VERY unlikely taht the US will actually fight the rest of the world. Why kill people when you can have hegemony while being the "GOOD GUY"
Conservatives fighting global overpopulation by pre-emptively killing would-be immigrants of color while making big profits. What's not to like?
"I wish someone with the capacity for economic research would look into arms sales and see how much benefit the rest of the country gets from it. Does it really provide lots of job? Do the earnings filter out into the communities?" -- Paranoid Pessimist
I, too, have asked the same questions!
I know there are arms manufacturing factories in northern NY state, which keeps NY senators voting for military defense spending bills/creating new weapons systems, etc. -- NY representatives, too, for the most part. Military bases in the U.S. are also kept open for the same reason -- jobs. Or, so they say.
Your suspicions are well founded.
People do believe that these make for jobs, but they do not count the jobs that they destroy. In very broad strokes, it works like this.
Let's recall a few familiar points first.
= = =
_Written tasks_
a – Quote everything in the arms sales discussion from "People do believe" down to "familiar points first.".
b – In the arms sales discussion, where are the arms manufacturing factories that one commenter mentions located?

_Data provided_
= = =
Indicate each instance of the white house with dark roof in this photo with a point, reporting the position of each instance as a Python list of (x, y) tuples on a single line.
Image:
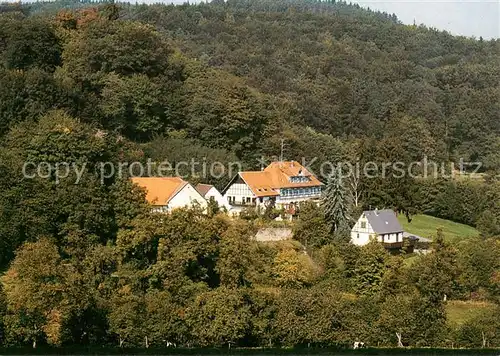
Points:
[(382, 225)]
= = =
_Full answers_
a –
People do believe that these make for jobs, but they do not count the jobs that they destroy. In very broad strokes, it works like this.
Let's recall a few familiar points first.

b – In northern New York state.